§ **Goal**: Reproduce only the stretch of the listing from the line that contains "The task requires interacting with the truck headlight." through the end of the listing, with "silver car" changed to "gray car" and everything else left as is.
:: The data ::
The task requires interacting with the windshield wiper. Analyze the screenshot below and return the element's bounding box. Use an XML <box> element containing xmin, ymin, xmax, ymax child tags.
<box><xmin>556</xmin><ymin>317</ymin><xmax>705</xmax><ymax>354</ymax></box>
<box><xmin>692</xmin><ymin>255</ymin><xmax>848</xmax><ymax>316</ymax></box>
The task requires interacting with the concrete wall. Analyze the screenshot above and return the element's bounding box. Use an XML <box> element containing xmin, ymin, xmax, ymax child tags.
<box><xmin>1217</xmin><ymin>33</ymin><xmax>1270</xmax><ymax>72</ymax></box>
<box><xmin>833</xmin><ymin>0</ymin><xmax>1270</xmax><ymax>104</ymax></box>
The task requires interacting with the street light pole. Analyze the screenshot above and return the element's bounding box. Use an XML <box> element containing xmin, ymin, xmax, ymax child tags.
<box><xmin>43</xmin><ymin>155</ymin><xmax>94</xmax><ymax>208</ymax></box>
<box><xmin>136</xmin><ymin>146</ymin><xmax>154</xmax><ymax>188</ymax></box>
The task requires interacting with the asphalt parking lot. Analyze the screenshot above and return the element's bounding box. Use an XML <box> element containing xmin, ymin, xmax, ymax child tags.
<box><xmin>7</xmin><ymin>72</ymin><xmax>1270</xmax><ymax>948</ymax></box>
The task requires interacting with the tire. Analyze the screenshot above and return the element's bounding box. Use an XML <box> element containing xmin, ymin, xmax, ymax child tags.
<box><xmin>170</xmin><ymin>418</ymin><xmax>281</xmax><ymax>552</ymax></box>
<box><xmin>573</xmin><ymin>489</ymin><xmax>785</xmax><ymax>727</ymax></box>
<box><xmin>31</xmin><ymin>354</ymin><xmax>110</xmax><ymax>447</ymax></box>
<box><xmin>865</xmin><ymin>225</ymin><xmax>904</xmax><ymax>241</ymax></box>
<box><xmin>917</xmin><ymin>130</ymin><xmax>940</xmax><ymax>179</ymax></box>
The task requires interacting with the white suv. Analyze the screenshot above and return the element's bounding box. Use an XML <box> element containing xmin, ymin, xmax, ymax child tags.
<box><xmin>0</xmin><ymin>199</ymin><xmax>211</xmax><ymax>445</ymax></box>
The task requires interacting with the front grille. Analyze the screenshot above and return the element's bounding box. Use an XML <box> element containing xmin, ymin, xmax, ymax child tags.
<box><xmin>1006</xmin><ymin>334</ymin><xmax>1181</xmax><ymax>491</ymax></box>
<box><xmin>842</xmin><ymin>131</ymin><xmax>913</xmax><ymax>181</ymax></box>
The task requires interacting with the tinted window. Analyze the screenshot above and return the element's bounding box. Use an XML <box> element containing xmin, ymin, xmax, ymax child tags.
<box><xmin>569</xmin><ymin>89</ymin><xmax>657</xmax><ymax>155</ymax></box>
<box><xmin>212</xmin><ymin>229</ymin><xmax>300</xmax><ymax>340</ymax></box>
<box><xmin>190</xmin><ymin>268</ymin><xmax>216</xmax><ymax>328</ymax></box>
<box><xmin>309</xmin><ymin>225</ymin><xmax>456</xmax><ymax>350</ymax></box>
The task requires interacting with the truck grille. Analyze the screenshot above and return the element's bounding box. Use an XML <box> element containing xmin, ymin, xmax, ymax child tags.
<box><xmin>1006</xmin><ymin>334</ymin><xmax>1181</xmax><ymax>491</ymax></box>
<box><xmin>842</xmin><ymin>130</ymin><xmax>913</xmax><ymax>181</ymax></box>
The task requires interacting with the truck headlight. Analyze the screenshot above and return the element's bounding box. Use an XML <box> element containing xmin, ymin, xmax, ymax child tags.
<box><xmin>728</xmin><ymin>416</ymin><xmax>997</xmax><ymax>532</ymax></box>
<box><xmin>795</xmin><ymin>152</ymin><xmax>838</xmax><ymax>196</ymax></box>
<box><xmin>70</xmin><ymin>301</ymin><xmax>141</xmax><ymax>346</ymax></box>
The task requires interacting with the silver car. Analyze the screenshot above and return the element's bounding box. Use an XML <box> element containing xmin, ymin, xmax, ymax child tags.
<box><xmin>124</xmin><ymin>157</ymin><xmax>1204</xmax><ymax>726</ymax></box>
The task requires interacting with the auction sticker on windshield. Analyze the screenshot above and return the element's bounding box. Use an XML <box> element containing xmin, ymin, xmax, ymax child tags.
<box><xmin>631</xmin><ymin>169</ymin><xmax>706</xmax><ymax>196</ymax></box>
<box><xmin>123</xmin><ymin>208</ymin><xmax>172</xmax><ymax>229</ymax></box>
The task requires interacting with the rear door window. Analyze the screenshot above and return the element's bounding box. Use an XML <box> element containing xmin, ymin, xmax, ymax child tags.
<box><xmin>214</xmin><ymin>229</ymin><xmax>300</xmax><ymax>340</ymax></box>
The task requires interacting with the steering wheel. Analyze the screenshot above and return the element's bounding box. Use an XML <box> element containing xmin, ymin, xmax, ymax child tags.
:::
§ **Expected output**:
The task requires interacting with the truck headlight. Analyze the screenshot above and return the element's bounding box. Use an XML <box> element containing xmin, ymin, xmax, ymax child tags.
<box><xmin>728</xmin><ymin>416</ymin><xmax>997</xmax><ymax>532</ymax></box>
<box><xmin>795</xmin><ymin>152</ymin><xmax>838</xmax><ymax>196</ymax></box>
<box><xmin>70</xmin><ymin>301</ymin><xmax>141</xmax><ymax>346</ymax></box>
The task requires interacting with the gray car. Analyze the screenshot above and return the element's bounding box. Use an XML <box> element containing xmin, ymin, xmax, ymax child tags.
<box><xmin>124</xmin><ymin>157</ymin><xmax>1204</xmax><ymax>726</ymax></box>
The task requires interacting with the auction sticker on windshield. Analyze the screenshot above and return the element's bounding box. Use an XML <box> element containing xmin, ymin, xmax, ymax child tags.
<box><xmin>631</xmin><ymin>169</ymin><xmax>706</xmax><ymax>196</ymax></box>
<box><xmin>123</xmin><ymin>208</ymin><xmax>172</xmax><ymax>229</ymax></box>
The task requires interacting with the rear door window. Analyze the screenshot above and return the element's bounding box. Use an XML <box> element containing xmin, ymin, xmax, ymax child tags.
<box><xmin>214</xmin><ymin>229</ymin><xmax>300</xmax><ymax>340</ymax></box>
The task requires interacting with the steering wheel. Analyze the screenshot above and return the element's bounding box. Use an XML <box> element containing xmin, ymin, xmax, ymax child tags.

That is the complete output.